Excerpts from a detection dataset
------------------------------

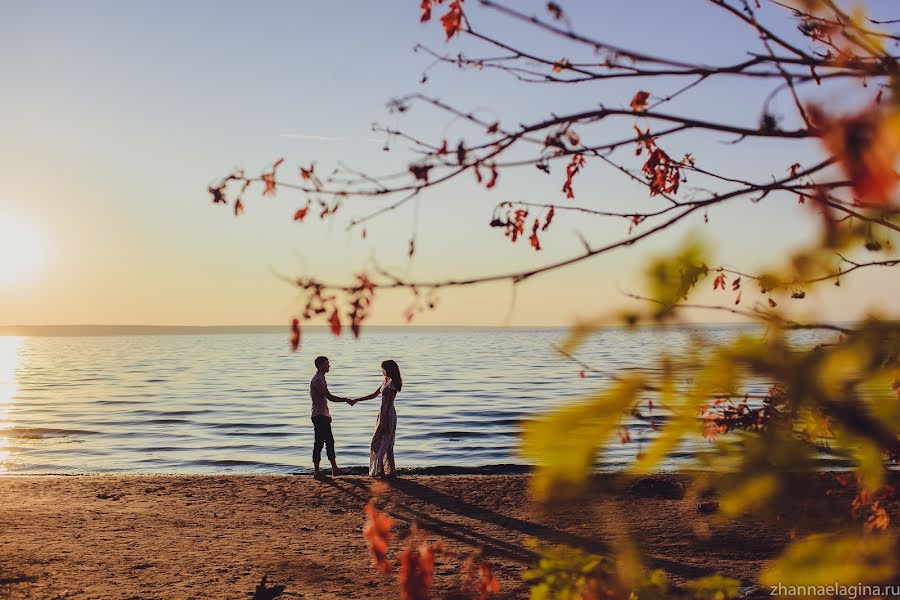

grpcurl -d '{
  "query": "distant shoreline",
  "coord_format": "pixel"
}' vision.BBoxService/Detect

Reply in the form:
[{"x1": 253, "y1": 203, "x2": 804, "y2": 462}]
[{"x1": 0, "y1": 322, "x2": 853, "y2": 337}]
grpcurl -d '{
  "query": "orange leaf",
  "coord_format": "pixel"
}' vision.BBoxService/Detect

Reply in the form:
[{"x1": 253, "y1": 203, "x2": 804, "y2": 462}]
[
  {"x1": 631, "y1": 90, "x2": 650, "y2": 112},
  {"x1": 484, "y1": 163, "x2": 499, "y2": 189},
  {"x1": 262, "y1": 158, "x2": 284, "y2": 196},
  {"x1": 528, "y1": 219, "x2": 541, "y2": 250},
  {"x1": 328, "y1": 308, "x2": 341, "y2": 335},
  {"x1": 294, "y1": 202, "x2": 310, "y2": 221},
  {"x1": 363, "y1": 501, "x2": 394, "y2": 575},
  {"x1": 419, "y1": 0, "x2": 444, "y2": 23},
  {"x1": 713, "y1": 273, "x2": 725, "y2": 290},
  {"x1": 809, "y1": 104, "x2": 900, "y2": 204},
  {"x1": 541, "y1": 206, "x2": 556, "y2": 231},
  {"x1": 441, "y1": 0, "x2": 463, "y2": 41},
  {"x1": 562, "y1": 154, "x2": 585, "y2": 198}
]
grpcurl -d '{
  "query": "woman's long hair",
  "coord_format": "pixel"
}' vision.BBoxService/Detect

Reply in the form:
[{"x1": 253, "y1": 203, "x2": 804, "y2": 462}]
[{"x1": 381, "y1": 360, "x2": 403, "y2": 392}]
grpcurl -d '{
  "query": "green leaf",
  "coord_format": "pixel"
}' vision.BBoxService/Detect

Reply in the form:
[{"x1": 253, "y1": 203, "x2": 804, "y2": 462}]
[{"x1": 760, "y1": 534, "x2": 898, "y2": 587}]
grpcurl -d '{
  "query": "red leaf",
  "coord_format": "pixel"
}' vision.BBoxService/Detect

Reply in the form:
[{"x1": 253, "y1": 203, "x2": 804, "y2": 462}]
[
  {"x1": 397, "y1": 544, "x2": 440, "y2": 600},
  {"x1": 419, "y1": 0, "x2": 444, "y2": 23},
  {"x1": 631, "y1": 90, "x2": 650, "y2": 112},
  {"x1": 541, "y1": 206, "x2": 556, "y2": 231},
  {"x1": 262, "y1": 158, "x2": 284, "y2": 196},
  {"x1": 363, "y1": 502, "x2": 394, "y2": 575},
  {"x1": 562, "y1": 154, "x2": 585, "y2": 198},
  {"x1": 528, "y1": 219, "x2": 541, "y2": 250},
  {"x1": 547, "y1": 2, "x2": 564, "y2": 21},
  {"x1": 291, "y1": 319, "x2": 300, "y2": 352},
  {"x1": 484, "y1": 163, "x2": 499, "y2": 189},
  {"x1": 409, "y1": 164, "x2": 434, "y2": 183},
  {"x1": 328, "y1": 309, "x2": 341, "y2": 335},
  {"x1": 441, "y1": 0, "x2": 463, "y2": 41},
  {"x1": 294, "y1": 202, "x2": 310, "y2": 221},
  {"x1": 713, "y1": 273, "x2": 725, "y2": 290}
]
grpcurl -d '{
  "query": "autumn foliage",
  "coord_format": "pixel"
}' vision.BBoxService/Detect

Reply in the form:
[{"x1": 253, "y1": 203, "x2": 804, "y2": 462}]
[
  {"x1": 209, "y1": 0, "x2": 900, "y2": 598},
  {"x1": 363, "y1": 501, "x2": 500, "y2": 600}
]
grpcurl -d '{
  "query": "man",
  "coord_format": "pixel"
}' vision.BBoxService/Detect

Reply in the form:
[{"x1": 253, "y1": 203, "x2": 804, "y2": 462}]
[{"x1": 309, "y1": 356, "x2": 351, "y2": 479}]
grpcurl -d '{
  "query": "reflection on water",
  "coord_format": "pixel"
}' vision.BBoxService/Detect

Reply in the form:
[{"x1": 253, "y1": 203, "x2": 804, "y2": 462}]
[
  {"x1": 0, "y1": 327, "x2": 844, "y2": 473},
  {"x1": 0, "y1": 337, "x2": 25, "y2": 475}
]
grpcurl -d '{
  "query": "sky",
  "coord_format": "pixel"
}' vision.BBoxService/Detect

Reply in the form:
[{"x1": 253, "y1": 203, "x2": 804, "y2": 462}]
[{"x1": 0, "y1": 0, "x2": 900, "y2": 326}]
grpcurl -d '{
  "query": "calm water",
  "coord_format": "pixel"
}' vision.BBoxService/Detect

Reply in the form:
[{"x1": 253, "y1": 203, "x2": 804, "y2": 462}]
[{"x1": 0, "y1": 327, "x2": 836, "y2": 474}]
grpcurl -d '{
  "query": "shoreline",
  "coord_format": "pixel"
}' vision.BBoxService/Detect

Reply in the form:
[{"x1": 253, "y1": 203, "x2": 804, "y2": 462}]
[{"x1": 0, "y1": 474, "x2": 884, "y2": 599}]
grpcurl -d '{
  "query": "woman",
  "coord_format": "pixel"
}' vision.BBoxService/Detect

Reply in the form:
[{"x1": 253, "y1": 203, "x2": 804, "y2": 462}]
[{"x1": 354, "y1": 360, "x2": 403, "y2": 479}]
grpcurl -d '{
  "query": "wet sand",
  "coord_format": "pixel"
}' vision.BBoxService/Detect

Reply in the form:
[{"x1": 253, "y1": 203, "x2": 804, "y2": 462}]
[{"x1": 0, "y1": 475, "x2": 884, "y2": 599}]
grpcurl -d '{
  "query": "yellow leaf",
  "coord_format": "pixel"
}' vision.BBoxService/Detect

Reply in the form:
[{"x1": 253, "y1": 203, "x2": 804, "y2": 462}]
[{"x1": 521, "y1": 375, "x2": 644, "y2": 500}]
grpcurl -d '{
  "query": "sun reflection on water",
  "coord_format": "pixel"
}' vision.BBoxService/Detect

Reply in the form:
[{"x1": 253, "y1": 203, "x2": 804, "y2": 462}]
[{"x1": 0, "y1": 337, "x2": 25, "y2": 475}]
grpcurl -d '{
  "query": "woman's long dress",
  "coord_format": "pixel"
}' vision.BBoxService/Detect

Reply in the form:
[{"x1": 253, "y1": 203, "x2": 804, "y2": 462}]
[{"x1": 369, "y1": 383, "x2": 397, "y2": 477}]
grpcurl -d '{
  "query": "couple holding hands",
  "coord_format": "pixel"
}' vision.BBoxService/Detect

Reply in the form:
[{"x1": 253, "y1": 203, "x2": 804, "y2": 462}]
[{"x1": 309, "y1": 356, "x2": 403, "y2": 479}]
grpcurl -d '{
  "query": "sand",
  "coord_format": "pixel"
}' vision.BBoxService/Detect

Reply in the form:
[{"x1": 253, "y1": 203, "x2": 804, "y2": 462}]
[{"x1": 0, "y1": 475, "x2": 880, "y2": 599}]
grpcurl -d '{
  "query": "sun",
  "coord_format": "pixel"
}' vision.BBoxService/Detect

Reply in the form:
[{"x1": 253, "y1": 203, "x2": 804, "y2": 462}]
[{"x1": 0, "y1": 215, "x2": 43, "y2": 289}]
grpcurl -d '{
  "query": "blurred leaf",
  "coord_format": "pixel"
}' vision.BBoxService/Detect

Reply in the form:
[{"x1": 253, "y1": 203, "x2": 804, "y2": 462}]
[
  {"x1": 632, "y1": 354, "x2": 735, "y2": 473},
  {"x1": 719, "y1": 473, "x2": 778, "y2": 517},
  {"x1": 521, "y1": 375, "x2": 644, "y2": 500}
]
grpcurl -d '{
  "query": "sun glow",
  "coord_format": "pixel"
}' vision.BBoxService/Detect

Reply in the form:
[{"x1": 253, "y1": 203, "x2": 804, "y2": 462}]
[
  {"x1": 0, "y1": 215, "x2": 43, "y2": 289},
  {"x1": 0, "y1": 337, "x2": 24, "y2": 475}
]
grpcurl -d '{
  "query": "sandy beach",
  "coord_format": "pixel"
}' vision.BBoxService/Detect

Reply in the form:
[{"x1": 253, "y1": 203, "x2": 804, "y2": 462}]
[{"x1": 0, "y1": 475, "x2": 884, "y2": 599}]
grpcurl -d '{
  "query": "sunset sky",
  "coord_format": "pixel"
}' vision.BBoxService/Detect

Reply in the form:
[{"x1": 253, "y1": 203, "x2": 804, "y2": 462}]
[{"x1": 0, "y1": 0, "x2": 900, "y2": 325}]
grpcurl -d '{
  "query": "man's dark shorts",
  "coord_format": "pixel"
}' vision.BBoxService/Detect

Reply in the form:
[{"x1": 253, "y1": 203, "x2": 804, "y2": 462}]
[{"x1": 312, "y1": 415, "x2": 334, "y2": 464}]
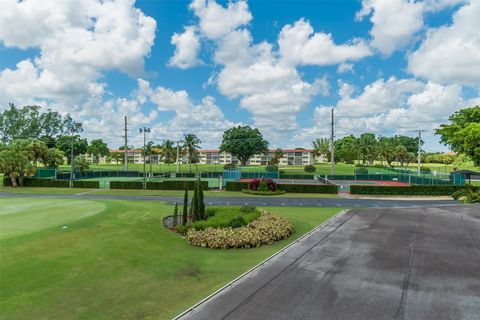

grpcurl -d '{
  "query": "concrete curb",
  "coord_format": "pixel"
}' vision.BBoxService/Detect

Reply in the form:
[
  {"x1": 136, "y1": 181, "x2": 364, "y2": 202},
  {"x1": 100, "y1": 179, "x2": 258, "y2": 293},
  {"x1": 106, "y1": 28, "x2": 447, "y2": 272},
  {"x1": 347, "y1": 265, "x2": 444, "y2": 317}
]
[{"x1": 173, "y1": 209, "x2": 350, "y2": 320}]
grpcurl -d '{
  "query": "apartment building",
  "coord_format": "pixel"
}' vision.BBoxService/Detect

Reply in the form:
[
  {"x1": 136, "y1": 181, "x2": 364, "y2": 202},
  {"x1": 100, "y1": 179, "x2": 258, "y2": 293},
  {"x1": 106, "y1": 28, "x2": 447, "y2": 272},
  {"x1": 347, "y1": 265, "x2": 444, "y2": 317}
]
[{"x1": 198, "y1": 149, "x2": 324, "y2": 166}]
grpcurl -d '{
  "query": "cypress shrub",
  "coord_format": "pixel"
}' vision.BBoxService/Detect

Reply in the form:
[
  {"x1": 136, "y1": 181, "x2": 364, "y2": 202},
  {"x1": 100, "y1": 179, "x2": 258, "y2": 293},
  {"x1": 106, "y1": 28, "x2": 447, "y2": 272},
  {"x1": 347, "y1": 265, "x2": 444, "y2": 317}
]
[{"x1": 173, "y1": 202, "x2": 178, "y2": 227}]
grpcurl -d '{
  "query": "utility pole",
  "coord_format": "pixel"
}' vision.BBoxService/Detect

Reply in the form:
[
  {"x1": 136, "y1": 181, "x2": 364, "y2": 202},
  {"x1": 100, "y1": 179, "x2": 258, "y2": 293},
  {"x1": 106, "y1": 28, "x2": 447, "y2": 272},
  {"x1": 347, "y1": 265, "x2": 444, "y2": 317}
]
[
  {"x1": 139, "y1": 127, "x2": 150, "y2": 190},
  {"x1": 177, "y1": 141, "x2": 180, "y2": 173},
  {"x1": 330, "y1": 108, "x2": 335, "y2": 176},
  {"x1": 69, "y1": 130, "x2": 73, "y2": 188},
  {"x1": 123, "y1": 116, "x2": 128, "y2": 171}
]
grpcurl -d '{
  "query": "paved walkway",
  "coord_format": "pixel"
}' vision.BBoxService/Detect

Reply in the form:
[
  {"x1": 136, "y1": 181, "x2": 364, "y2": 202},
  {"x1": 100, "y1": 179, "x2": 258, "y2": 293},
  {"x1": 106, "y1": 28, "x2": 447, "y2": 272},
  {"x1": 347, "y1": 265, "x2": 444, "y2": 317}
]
[
  {"x1": 176, "y1": 205, "x2": 480, "y2": 320},
  {"x1": 0, "y1": 193, "x2": 458, "y2": 208}
]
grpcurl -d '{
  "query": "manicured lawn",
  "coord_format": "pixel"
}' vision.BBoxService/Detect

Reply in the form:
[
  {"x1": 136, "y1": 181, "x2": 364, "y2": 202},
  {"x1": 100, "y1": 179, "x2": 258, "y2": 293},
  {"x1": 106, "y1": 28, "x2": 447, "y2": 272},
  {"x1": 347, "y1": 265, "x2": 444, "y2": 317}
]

------------------------------

» **AIM OF THE TASK**
Please tally the lines in the records above that contain the string "woman" and give only that number.

» **WRITTEN RESPONSE**
3